# [WHAT NEEDS TO BE DONE]
Go to the line that includes "Each instance receives exactly one keypoint. Mark the sandal" and retype it, then every line after it to the end of the data, adding nothing.

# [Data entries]
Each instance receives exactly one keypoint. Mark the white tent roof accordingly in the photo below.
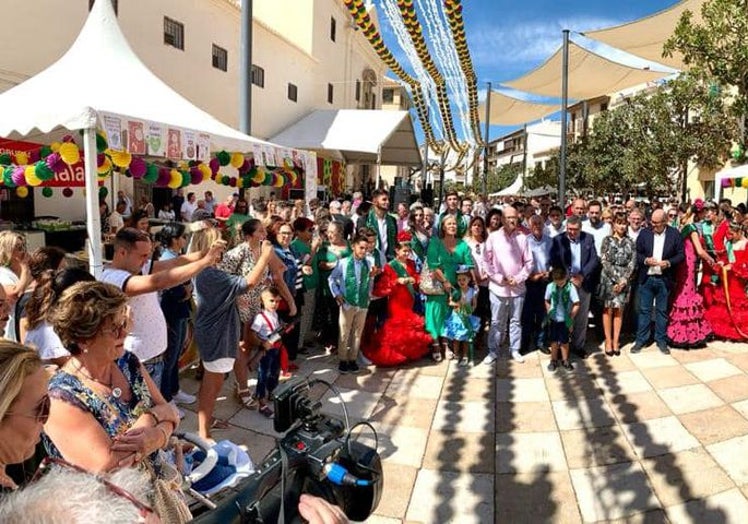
(508, 111)
(590, 75)
(360, 136)
(101, 74)
(646, 36)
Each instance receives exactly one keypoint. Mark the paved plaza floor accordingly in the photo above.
(634, 438)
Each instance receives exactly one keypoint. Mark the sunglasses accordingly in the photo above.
(40, 414)
(144, 509)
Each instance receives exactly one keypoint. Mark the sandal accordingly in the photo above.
(219, 424)
(245, 398)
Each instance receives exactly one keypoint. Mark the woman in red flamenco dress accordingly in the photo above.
(402, 337)
(728, 311)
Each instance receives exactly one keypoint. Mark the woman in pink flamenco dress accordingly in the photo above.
(687, 326)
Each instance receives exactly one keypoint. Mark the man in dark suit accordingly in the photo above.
(575, 250)
(658, 251)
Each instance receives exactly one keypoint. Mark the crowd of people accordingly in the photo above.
(261, 282)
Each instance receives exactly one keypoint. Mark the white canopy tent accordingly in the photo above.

# [FINAL ANSWER]
Each instance receives exactly one keypoint. Mark the sandal accordingly in the photo above.
(219, 424)
(245, 398)
Each instance receives exactly one keypoint. Mark the woman in red flamenco dress accordingly in the photo above.
(402, 337)
(728, 311)
Each instance receives exactly one keypoint. Mark the woman in pink flamenco dress accordingly in the photo above.
(687, 326)
Each instance receives exactly one keypoint. Mark the man in dark suit accordingly in the photo above.
(575, 250)
(658, 251)
Each instance receives exactly one keypoint. Mark the crowd of people accordingly in the photo above.
(261, 282)
Each instance receives exactly one keypoint. Mark the white canopy tent accordingly in the photo above.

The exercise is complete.